▶ _Required task_
Rewrite everything from the line containing "Exercise. Indicate the gold hair" down to the line containing "x=148, y=296", replacing "obi sash" with "kimono sash" and leaving all else unchanged.
______
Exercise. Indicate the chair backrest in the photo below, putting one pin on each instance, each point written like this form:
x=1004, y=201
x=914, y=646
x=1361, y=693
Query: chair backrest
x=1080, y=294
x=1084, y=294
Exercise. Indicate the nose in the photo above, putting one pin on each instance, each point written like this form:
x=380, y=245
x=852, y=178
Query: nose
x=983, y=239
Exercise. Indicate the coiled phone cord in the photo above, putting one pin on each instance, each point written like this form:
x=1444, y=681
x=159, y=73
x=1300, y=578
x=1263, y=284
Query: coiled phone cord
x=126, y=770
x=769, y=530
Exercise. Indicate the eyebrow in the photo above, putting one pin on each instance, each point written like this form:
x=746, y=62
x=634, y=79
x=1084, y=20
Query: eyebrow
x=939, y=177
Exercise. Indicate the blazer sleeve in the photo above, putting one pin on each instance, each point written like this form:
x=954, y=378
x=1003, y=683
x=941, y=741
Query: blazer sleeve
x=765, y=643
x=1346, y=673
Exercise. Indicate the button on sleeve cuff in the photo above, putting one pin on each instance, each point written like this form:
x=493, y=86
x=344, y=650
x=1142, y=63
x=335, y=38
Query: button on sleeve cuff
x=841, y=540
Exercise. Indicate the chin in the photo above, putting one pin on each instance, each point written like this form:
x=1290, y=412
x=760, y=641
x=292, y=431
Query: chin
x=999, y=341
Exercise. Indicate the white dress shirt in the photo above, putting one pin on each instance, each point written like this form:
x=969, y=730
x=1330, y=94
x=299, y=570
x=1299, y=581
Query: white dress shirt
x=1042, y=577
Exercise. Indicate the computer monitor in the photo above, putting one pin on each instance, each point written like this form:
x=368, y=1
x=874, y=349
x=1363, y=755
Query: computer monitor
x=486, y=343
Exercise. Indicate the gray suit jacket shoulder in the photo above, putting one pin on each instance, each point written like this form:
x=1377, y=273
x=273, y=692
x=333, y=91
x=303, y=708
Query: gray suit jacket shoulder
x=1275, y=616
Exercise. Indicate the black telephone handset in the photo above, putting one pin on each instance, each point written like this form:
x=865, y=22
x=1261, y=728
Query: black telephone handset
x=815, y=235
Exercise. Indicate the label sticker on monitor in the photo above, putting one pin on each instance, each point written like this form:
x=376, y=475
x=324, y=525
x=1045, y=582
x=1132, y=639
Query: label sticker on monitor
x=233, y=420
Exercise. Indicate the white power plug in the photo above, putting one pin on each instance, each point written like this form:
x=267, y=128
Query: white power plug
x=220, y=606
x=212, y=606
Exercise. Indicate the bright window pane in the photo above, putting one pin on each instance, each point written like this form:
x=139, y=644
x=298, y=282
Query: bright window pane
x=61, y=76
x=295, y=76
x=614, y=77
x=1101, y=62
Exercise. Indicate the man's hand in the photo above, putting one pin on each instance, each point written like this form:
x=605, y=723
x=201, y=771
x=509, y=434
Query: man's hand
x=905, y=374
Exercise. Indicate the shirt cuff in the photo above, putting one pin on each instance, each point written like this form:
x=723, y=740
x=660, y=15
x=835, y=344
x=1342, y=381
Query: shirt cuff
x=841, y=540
______
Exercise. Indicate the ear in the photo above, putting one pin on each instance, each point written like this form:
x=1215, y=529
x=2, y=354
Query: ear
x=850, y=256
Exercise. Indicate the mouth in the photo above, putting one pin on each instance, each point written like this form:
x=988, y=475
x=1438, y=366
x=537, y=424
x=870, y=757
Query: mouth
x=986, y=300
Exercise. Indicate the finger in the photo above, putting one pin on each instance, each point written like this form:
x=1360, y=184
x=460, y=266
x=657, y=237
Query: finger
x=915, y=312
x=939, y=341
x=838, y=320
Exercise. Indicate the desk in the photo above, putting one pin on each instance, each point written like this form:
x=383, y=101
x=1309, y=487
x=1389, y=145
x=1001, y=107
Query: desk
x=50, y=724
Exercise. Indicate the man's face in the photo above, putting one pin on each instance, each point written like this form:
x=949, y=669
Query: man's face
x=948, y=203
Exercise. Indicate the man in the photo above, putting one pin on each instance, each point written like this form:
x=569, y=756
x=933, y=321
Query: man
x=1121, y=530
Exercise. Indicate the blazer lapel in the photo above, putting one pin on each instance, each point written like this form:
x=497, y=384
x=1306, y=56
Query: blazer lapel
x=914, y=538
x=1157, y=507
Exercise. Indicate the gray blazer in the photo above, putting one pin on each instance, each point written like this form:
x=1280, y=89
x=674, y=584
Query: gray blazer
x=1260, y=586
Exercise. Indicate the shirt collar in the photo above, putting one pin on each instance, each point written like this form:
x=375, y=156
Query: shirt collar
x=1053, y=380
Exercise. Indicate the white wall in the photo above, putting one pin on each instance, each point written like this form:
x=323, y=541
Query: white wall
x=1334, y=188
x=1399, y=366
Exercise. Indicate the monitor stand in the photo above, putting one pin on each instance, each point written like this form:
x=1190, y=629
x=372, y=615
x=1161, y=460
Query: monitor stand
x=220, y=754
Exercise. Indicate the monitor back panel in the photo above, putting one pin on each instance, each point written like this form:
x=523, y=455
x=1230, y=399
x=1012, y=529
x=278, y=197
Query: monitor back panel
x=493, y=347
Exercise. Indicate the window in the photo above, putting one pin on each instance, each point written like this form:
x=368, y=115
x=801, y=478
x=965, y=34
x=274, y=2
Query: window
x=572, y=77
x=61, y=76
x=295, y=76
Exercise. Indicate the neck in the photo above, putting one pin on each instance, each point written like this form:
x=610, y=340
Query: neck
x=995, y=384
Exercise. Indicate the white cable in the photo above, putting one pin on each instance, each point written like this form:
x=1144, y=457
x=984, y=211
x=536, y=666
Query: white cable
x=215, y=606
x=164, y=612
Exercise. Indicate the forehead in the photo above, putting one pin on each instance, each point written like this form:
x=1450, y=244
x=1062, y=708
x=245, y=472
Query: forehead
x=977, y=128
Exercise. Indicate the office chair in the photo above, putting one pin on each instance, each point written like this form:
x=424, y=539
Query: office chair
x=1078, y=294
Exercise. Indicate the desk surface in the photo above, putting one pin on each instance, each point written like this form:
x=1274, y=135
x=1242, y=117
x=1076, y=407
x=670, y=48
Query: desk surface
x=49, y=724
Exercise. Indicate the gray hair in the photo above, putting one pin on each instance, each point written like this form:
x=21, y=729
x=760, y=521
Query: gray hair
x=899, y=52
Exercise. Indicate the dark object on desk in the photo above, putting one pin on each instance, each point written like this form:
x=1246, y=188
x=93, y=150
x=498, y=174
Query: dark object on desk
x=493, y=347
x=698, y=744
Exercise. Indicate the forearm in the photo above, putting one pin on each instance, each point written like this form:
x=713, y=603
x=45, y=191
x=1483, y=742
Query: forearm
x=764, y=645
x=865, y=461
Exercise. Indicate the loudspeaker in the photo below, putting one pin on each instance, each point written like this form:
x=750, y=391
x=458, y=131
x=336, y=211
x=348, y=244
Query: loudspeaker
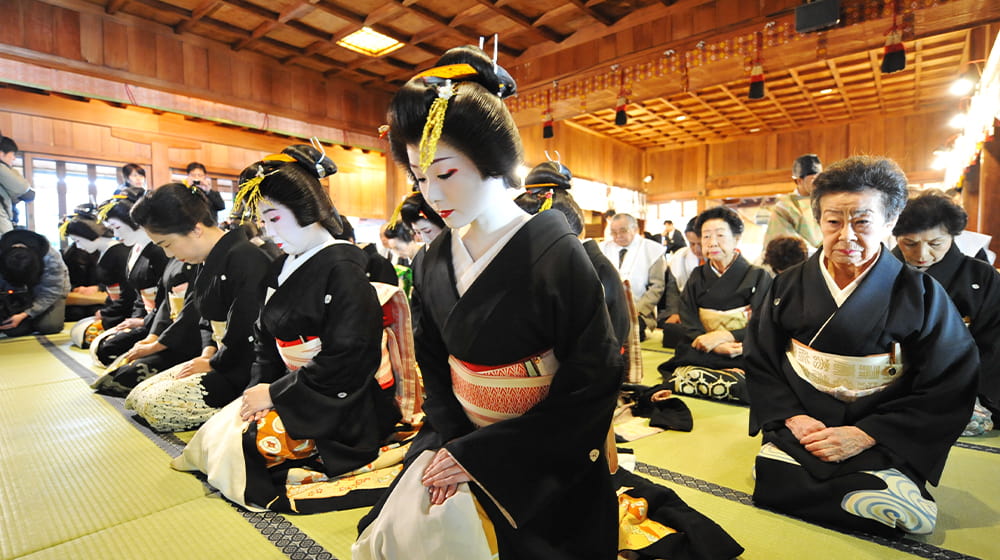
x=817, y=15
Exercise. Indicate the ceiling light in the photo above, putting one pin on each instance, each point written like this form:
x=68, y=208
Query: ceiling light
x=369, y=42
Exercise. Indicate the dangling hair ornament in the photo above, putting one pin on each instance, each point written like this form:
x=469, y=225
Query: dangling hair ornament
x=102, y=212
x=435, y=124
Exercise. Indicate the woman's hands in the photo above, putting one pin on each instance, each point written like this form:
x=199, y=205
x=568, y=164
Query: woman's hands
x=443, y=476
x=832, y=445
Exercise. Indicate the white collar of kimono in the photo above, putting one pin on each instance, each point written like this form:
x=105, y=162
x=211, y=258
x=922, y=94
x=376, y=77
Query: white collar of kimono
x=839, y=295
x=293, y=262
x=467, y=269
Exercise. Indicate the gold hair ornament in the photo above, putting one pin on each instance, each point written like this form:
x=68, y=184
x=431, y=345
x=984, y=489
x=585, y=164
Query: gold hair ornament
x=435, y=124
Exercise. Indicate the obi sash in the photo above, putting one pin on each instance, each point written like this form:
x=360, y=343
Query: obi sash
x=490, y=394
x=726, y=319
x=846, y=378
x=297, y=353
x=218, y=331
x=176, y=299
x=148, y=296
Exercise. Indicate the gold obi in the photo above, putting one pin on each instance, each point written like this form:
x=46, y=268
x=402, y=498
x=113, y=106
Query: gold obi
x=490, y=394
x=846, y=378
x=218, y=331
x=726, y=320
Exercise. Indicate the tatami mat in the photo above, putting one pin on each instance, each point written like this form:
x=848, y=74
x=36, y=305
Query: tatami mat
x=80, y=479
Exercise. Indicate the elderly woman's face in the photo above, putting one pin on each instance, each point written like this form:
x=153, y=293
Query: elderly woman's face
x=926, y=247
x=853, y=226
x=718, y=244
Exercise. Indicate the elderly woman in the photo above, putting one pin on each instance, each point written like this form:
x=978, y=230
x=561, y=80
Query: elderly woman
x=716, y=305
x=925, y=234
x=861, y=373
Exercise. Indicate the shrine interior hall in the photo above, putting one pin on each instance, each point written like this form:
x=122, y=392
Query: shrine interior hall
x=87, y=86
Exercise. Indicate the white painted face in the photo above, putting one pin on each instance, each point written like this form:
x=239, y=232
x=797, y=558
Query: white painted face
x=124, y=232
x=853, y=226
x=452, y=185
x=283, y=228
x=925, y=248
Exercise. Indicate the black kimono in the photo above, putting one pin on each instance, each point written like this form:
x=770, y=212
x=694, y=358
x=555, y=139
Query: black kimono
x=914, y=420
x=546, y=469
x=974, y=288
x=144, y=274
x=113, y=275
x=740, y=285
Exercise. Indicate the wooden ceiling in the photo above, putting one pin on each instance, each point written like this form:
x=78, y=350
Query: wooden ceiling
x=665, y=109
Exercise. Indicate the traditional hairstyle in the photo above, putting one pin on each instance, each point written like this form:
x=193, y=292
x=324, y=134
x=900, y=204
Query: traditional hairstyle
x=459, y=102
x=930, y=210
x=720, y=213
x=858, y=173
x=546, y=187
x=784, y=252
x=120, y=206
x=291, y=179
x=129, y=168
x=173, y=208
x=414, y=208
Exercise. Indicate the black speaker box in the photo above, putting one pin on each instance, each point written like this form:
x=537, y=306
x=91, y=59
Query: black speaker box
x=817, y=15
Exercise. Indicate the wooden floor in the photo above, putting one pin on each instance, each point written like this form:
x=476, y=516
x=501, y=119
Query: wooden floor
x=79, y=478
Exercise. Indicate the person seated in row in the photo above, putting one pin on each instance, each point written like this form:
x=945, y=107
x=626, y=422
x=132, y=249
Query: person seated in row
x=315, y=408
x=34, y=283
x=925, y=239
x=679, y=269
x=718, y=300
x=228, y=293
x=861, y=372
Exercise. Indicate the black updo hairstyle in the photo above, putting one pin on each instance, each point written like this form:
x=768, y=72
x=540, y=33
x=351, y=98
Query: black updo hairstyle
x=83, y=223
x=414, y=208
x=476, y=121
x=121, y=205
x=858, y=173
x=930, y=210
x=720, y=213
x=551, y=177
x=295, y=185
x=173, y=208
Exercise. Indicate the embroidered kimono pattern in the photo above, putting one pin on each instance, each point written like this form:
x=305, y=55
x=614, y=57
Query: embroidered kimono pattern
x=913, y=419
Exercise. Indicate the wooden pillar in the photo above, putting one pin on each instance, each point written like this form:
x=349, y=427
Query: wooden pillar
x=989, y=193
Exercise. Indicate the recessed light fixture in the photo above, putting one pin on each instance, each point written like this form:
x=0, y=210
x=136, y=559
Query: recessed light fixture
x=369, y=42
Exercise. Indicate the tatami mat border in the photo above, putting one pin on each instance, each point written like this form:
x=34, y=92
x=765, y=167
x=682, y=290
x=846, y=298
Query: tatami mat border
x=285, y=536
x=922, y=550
______
▶ _The reply_
Exercise. Indicate the gold hair ornament in the photo above, putting one pin on each instance, each point written like this form:
x=68, y=184
x=431, y=345
x=984, y=489
x=585, y=164
Query: gold hair ornament
x=435, y=124
Exercise. Indicate the kimono sash in the photo above, putting one pin on each instance, each point written like this form:
x=360, y=343
Query: kimono sash
x=490, y=394
x=726, y=319
x=846, y=378
x=297, y=353
x=218, y=331
x=176, y=299
x=148, y=296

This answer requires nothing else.